**What to work on**
Shift the coordinates in the items below by adding 50 to each number in every answer. Rewrite every line from the one that has "Phrase -- dark gray roof" through the one that has "(1273, 428)", requests included.

++++++++++

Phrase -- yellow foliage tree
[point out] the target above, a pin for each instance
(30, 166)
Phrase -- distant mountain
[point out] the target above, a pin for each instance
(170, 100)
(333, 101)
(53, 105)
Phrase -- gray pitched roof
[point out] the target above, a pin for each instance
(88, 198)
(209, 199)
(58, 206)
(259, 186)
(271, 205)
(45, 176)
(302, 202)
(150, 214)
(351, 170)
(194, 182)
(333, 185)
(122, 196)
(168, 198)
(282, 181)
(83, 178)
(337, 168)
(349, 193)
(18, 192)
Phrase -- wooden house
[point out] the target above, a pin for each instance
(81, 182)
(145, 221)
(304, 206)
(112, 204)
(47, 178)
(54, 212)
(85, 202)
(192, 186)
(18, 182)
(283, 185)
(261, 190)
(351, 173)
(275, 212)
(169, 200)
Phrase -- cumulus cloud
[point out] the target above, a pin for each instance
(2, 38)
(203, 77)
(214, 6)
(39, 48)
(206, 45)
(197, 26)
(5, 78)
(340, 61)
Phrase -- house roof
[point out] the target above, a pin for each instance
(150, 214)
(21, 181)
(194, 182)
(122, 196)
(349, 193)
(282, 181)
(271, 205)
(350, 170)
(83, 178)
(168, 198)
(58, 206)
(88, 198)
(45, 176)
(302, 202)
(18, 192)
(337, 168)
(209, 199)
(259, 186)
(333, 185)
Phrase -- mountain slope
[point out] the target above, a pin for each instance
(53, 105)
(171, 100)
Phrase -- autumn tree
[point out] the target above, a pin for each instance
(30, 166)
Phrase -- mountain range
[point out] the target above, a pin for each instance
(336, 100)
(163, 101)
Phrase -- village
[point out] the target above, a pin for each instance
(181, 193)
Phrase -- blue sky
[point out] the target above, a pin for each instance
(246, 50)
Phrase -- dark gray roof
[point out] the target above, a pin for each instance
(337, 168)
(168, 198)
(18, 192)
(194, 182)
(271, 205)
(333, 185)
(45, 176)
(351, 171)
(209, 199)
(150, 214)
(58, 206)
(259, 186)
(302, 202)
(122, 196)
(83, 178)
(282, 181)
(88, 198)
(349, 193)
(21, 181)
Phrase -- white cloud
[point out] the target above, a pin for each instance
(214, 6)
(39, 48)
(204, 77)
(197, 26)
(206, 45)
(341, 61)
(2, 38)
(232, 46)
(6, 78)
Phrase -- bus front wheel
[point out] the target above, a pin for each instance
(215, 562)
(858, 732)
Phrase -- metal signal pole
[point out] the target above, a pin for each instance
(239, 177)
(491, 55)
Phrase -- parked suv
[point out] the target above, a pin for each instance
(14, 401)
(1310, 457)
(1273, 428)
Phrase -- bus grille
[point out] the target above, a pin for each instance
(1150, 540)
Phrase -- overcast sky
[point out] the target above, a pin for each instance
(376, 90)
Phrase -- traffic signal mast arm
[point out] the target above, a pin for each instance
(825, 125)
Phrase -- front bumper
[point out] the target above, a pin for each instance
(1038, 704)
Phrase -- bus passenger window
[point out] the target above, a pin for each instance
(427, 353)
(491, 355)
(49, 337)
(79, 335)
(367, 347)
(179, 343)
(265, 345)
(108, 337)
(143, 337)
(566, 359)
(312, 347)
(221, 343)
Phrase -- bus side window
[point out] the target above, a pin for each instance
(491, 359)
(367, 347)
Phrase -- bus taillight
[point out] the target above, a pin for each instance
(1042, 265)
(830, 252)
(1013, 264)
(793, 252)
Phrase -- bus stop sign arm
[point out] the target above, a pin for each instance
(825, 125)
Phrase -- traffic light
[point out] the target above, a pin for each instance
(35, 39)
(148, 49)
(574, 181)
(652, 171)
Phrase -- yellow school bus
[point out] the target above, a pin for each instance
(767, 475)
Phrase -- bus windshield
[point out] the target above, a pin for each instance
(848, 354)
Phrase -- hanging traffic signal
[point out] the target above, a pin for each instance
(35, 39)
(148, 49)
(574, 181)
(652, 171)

++++++++++

**Answer for this exercise**
Phrase -- dark gray roof
[point out] the target above, a pin for each instance
(387, 218)
(218, 248)
(68, 242)
(244, 232)
(321, 255)
(383, 235)
(95, 226)
(401, 221)
(259, 249)
(200, 264)
(108, 256)
(309, 236)
(352, 252)
(172, 246)
(133, 228)
(332, 231)
(138, 248)
(399, 243)
(71, 231)
Phrase -- white cloud
[point out] the target above, a pin for each instance
(264, 56)
(89, 98)
(254, 127)
(247, 76)
(256, 95)
(391, 111)
(52, 88)
(282, 96)
(56, 128)
Phrase -- bus front wheel
[point out] the target above, a pin for each instance
(265, 612)
(908, 782)
Phrase -- metal signal pole
[point out] the target above, a pin for each instance
(289, 227)
(541, 105)
Phrase -- parked suv
[point out] the target above, a pin for each instance
(64, 451)
(1360, 507)
(1323, 478)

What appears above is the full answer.